What is being asked — Exactly as given, write out the lines from the one containing "Target: snow-covered ground" through the end of the listing, with both ends included and nothing else.

Data supplied —
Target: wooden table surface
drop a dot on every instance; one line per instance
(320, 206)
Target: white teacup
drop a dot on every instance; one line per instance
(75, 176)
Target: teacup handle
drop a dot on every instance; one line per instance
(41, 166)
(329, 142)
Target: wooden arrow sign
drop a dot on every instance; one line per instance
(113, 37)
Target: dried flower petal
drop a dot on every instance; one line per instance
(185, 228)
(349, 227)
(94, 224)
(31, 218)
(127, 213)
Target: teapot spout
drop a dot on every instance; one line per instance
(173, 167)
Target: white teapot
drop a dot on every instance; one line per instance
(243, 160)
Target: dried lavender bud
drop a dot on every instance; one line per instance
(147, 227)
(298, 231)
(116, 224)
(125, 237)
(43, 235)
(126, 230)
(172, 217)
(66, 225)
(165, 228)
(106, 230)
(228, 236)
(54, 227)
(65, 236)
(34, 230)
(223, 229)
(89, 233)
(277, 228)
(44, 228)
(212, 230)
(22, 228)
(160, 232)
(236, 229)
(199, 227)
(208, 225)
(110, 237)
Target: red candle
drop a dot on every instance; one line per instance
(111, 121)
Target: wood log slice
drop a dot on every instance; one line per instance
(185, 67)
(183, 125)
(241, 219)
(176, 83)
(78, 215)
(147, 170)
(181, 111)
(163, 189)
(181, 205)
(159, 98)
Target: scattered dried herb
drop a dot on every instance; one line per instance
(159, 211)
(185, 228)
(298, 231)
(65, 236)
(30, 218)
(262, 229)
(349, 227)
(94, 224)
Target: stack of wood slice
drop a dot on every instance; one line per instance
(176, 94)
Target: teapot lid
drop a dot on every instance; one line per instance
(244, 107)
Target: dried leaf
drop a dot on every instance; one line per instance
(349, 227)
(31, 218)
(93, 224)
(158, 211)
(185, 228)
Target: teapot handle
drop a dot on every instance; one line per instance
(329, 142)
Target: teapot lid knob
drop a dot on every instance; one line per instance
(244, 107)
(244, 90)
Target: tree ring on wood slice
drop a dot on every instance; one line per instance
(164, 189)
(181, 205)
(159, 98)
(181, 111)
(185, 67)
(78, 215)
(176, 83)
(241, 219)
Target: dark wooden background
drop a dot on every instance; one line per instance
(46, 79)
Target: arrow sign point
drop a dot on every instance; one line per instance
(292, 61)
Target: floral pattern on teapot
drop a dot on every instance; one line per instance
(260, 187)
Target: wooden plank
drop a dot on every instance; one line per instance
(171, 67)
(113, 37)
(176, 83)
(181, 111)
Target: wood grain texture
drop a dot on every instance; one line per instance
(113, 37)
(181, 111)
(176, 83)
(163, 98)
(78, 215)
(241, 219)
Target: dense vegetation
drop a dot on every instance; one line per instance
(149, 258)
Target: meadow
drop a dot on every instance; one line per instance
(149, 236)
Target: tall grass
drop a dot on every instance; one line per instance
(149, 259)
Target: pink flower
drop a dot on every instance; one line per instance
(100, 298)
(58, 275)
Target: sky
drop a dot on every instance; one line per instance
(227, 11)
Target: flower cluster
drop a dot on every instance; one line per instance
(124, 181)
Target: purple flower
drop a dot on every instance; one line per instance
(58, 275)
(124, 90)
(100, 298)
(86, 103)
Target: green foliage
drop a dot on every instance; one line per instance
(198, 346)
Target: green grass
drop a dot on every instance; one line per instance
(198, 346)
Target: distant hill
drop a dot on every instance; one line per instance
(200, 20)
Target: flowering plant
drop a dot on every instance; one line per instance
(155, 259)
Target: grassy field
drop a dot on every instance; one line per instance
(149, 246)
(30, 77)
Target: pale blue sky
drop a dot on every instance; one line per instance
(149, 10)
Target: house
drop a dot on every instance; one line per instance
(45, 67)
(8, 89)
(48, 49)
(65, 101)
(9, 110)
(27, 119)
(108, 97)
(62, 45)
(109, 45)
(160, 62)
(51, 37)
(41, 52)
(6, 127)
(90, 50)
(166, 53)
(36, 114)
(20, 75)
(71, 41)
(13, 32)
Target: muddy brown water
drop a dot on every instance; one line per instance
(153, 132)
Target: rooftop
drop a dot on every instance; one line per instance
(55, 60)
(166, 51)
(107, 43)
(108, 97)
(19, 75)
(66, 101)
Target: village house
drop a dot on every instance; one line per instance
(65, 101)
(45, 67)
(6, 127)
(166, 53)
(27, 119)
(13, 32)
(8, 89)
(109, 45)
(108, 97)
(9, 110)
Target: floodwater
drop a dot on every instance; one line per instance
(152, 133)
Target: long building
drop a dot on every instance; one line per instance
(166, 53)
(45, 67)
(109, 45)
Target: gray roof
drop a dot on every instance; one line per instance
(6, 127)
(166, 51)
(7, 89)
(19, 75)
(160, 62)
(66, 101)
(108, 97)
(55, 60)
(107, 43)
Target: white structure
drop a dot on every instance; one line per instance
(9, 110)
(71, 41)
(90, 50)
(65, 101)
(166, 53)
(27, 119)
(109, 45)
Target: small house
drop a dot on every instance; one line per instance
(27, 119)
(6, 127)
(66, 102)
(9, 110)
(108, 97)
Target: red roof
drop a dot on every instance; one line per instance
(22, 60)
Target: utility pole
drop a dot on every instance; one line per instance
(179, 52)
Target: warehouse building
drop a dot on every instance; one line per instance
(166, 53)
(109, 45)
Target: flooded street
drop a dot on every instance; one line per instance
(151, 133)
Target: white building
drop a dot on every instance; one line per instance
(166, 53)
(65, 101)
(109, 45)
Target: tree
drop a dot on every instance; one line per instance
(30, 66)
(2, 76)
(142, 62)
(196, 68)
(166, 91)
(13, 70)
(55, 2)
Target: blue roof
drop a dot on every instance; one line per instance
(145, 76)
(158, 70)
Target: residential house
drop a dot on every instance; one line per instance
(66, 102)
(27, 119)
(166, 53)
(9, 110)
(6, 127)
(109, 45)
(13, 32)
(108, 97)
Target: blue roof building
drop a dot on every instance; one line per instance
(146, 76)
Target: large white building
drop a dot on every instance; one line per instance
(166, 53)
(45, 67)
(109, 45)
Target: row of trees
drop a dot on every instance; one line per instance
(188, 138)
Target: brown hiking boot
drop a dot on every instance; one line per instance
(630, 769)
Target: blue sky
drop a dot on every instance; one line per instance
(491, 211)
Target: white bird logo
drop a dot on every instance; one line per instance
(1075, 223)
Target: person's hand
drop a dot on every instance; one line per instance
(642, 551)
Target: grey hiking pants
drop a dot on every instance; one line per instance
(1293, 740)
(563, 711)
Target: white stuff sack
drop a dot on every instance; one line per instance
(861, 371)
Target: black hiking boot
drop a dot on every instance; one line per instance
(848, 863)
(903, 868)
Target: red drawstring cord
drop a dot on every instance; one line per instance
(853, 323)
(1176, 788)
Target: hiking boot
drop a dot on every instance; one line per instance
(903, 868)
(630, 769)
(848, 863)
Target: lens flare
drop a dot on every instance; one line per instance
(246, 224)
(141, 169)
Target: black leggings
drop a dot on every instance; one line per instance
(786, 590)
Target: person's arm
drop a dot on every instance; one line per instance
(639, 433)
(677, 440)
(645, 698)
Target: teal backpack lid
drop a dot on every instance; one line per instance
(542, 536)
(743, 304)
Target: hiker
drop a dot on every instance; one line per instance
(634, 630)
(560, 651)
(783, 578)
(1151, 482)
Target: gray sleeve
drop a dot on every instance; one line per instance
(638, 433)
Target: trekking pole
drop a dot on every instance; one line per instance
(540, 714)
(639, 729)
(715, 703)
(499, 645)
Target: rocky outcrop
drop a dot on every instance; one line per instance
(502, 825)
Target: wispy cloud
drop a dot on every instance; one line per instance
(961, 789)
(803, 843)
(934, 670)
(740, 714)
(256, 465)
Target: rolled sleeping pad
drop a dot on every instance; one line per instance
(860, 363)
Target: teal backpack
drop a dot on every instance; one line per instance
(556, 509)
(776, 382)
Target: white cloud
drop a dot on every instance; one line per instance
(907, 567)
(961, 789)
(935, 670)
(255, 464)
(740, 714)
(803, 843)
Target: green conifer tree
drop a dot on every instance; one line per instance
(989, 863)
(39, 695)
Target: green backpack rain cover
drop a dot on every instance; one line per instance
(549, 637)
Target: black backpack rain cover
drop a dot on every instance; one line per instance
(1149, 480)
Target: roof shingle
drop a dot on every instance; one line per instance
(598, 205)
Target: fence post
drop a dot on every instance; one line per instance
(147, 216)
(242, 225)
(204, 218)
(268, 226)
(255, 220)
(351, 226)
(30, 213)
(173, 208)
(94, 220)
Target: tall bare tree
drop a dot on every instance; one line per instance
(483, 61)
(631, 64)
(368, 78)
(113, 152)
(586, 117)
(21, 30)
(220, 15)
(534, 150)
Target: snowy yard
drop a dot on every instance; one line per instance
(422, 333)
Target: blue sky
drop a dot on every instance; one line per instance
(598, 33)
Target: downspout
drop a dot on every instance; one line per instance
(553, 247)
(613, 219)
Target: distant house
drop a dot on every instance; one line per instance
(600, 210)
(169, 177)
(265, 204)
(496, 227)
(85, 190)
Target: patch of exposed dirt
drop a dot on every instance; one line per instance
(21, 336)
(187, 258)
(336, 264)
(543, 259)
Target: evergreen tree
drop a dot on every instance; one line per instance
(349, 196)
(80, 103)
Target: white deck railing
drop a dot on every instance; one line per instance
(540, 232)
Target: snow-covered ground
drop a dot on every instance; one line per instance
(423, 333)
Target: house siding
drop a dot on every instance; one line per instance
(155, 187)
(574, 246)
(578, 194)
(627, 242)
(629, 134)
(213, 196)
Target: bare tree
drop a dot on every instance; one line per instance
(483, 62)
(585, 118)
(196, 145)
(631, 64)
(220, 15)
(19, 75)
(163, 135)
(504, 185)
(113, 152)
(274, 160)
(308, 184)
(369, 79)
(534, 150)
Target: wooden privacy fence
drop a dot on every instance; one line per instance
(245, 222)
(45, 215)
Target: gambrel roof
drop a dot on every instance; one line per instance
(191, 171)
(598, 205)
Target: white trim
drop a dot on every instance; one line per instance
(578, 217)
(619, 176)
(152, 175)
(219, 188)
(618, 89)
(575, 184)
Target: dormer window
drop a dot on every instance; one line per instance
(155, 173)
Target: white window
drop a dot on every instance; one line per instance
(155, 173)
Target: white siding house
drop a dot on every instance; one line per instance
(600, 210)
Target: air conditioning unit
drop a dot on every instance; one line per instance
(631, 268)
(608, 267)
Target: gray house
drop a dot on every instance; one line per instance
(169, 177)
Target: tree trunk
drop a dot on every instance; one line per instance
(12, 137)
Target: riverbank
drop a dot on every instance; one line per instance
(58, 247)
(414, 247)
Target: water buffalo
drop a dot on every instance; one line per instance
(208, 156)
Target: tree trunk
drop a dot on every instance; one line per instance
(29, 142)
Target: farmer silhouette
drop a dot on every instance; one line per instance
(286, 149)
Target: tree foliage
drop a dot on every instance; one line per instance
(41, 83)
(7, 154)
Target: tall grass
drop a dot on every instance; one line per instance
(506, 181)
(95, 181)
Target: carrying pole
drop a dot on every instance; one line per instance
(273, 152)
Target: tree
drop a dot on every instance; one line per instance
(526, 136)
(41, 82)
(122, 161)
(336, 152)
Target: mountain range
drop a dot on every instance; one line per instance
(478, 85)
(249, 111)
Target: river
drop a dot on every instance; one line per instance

Exercise result —
Target: snow-covered ground
drop a dot on every instance; one line per instance
(423, 333)
Target: house siding
drop a dot on every instance; one line per instance
(155, 187)
(574, 246)
(578, 194)
(627, 242)
(629, 134)
(213, 196)
Target: bare tree
drop a dot on every instance; one line per instance
(483, 62)
(585, 118)
(196, 145)
(631, 64)
(220, 15)
(19, 75)
(163, 135)
(504, 185)
(113, 152)
(274, 160)
(308, 184)
(369, 79)
(534, 150)
Target: wooden privacy fence
drop a dot on every instance; one line per instance
(245, 222)
(45, 215)
Target: gambrel roof
drop a dot on every instance; one line per instance
(191, 171)
(598, 205)
Target: white trim
drop a dot on every instance; one line per instance
(578, 217)
(619, 176)
(152, 175)
(219, 188)
(618, 89)
(575, 184)
Target: dormer window
drop a dot on every instance; one line per instance
(155, 173)
Target: white window
drop a dot on every instance; one line per instance
(155, 173)
Target: white siding house
drop a dot on every instance; one line per instance
(600, 210)
Target: air conditioning unit
drop a dot on every instance; one line per instance
(631, 268)
(608, 267)
Target: gray house
drop a dot on every instance; one line per instance
(169, 177)
Target: tree trunk
drop a dot on every instance; one line per instance
(12, 137)
Target: riverbank
drop a dot on every instance; one line per instance
(58, 247)
(414, 247)
Target: water buffalo
drop a dot on every instance; one line per instance
(208, 156)
Target: tree trunk
drop a dot on every instance; one line per instance
(29, 142)
Target: farmer silhouette
drop a dot on every instance; one line per instance
(286, 149)
Target: tree foliage
drop a dot on every instance; one line per instance
(41, 83)
(7, 154)
Target: tall grass
drop a dot on every instance; one line per instance
(506, 181)
(95, 181)
Target: carrying pole
drop a dot on every instance; one line per instance
(273, 152)
Target: tree
drop a dot on every instance; one line per instance
(526, 136)
(41, 82)
(122, 161)
(336, 152)
Target: mountain range
drop a dot on every instance; one line per instance
(478, 85)
(249, 111)
Target: river
drop a dot on every instance; one line per instance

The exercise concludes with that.